:: Selection ::
Abril (2011) relates the gradient of the compaction potential with the buoyancy ( $\beta =({\rho }_s-{\rho }_w)/{\rho }_s$) as ${\displaystyle \frac{\partial \psi }{\partial z}}=-\beta$. To obtain Eq. 5 as the steady-state solution of Eq. 7, it is necessary to explicitly note that conductivity decreases with depth, its rate of change being proportional to the default bulk density, defined as ${\rho }_D\left(z\right)={\rho }_{b.\infty }-{\rho }_b\left(z\right)$: ${\displaystyle \frac{\partial k}{\partial z}}=-C_z{\rho }_D$. $C_z$ is a parameter that encloses information on the granulometry of the solids, being a constant when the latter is uniform through the core. Numerical solutions of the above equations for early compaction under varying sedimentary conditions can be found in Abril (2011).

The above Eqs. 6-9 refer to sediment under natural conditions, while the plot of Figure 1 captures the situation after coring, storage, extrusion, and slicing the core. However, Figure 1 provides information on the early-compaction limit, useful for reporting metric accretion rates. Deviations from the steady-state trend can reveal some abrupt changes in environmental conditions, some of them likely related to episodic sedimentation of coarser materials, upslope soils, or erosive events, among others, such as Example C in Figure 1 (see details in Abril et al., 2018).

Intuitively, early compaction is driven by the gravitational forcing and the perturbations (micro-earthquakes, pressure waves, bottom search stress, etc.) that promote the reallocation of solids and pore fluid. Early compaction can work with a progressive decrease of the pore space, but also with the relative downward transport of colloids and very small size fractions. However, this view does not apply in vegetated sediments, where rhizospheres represent a distinct phase with belowground production and decay, conform the sediment structure, and have a distinct advection relative to the mineral phase. However, some basic features relative to an early compaction limit below the rhizospheres still hold (see Iurian et al., 2021).

(Rows of bounding-box annotation data)
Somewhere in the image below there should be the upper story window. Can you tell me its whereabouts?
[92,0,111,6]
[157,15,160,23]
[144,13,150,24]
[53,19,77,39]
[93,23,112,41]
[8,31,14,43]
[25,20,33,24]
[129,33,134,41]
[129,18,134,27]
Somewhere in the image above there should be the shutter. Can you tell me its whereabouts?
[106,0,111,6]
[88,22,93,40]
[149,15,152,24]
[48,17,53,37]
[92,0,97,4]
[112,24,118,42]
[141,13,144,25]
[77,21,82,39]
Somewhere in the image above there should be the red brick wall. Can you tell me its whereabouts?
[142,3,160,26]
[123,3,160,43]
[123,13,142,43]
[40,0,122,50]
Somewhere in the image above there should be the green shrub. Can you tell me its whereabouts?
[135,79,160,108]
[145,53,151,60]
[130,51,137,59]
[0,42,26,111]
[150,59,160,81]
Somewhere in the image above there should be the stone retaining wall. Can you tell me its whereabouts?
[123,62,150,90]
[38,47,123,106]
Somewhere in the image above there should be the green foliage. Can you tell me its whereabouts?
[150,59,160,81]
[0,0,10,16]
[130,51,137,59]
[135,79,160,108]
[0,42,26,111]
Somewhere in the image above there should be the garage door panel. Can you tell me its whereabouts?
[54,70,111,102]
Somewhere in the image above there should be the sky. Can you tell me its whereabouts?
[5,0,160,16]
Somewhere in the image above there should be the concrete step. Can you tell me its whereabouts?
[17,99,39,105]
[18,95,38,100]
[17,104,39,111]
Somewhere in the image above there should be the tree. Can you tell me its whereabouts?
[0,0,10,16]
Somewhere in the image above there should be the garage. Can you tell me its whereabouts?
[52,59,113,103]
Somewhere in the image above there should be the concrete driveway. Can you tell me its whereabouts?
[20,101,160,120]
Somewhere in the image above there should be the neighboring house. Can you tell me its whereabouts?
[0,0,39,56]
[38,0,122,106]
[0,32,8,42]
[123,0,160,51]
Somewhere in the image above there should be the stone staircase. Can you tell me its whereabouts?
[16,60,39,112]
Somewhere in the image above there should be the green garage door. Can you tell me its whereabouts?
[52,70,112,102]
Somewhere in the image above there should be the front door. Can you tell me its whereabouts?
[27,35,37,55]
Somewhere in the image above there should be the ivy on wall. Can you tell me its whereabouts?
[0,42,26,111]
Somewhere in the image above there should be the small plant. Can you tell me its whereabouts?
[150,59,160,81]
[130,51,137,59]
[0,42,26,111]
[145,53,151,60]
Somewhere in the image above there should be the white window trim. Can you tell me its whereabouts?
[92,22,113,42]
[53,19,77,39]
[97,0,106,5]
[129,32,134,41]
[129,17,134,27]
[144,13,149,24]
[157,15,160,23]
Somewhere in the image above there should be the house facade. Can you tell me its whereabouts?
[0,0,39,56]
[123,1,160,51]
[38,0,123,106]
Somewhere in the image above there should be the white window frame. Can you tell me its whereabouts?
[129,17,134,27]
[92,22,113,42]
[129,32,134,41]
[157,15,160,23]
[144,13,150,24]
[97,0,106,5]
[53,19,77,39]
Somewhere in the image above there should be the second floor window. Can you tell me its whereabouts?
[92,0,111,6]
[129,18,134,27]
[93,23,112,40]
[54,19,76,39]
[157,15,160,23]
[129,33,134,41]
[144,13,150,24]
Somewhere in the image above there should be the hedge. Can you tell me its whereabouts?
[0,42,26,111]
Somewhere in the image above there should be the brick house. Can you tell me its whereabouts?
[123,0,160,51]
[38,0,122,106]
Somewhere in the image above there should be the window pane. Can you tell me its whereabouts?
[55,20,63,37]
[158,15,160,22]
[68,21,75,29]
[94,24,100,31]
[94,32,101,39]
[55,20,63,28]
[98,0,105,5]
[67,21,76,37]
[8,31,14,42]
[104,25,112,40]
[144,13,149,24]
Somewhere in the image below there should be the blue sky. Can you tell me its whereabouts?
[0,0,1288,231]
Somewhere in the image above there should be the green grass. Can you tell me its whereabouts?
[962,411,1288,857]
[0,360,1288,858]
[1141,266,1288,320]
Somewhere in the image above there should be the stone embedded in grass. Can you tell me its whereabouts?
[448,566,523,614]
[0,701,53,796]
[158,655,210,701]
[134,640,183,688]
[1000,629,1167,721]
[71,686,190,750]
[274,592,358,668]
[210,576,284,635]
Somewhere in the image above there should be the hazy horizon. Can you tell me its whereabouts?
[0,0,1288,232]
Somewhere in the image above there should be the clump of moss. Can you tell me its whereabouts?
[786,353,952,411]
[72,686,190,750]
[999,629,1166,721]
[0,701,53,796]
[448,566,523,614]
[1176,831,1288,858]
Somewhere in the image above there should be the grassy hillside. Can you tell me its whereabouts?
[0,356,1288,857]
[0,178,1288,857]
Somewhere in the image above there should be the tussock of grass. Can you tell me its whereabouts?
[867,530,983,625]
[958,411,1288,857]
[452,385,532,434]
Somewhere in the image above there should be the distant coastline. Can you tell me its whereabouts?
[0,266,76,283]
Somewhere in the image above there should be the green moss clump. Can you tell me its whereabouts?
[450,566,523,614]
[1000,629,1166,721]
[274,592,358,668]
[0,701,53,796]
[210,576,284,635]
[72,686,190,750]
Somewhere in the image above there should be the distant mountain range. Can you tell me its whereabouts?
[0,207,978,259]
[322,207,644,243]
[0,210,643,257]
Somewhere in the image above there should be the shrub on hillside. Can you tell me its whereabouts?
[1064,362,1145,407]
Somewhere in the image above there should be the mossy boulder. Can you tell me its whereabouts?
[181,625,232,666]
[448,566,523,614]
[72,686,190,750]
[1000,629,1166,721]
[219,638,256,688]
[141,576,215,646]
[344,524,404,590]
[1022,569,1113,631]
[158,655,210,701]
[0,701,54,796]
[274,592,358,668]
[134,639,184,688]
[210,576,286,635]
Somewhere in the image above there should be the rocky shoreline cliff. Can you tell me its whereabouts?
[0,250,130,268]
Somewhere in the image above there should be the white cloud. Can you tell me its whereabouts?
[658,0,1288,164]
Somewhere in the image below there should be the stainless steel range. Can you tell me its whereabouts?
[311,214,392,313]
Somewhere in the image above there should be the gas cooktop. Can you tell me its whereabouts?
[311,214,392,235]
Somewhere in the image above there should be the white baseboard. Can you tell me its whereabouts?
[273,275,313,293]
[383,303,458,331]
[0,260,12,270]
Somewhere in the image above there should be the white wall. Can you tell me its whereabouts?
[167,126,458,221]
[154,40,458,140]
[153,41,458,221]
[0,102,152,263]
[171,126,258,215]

:: Prompt ::
Summarize the passage on early sediment compaction in two sentences. This listing comes from a separate source.

:: Problem solution ::
To obtain the steady-state solution, conductivity must decrease with depth at a rate proportional to the default bulk density, and Figure 1, though it shows the core after coring, storage, extrusion, and slicing, gives the early-compaction limit that is useful for reporting metric accretion rates. Early compaction is driven by gravitational forcing and by perturbations that reallocate solids and pore fluid, but this view does not apply in vegetated sediments, where rhizospheres form a distinct phase.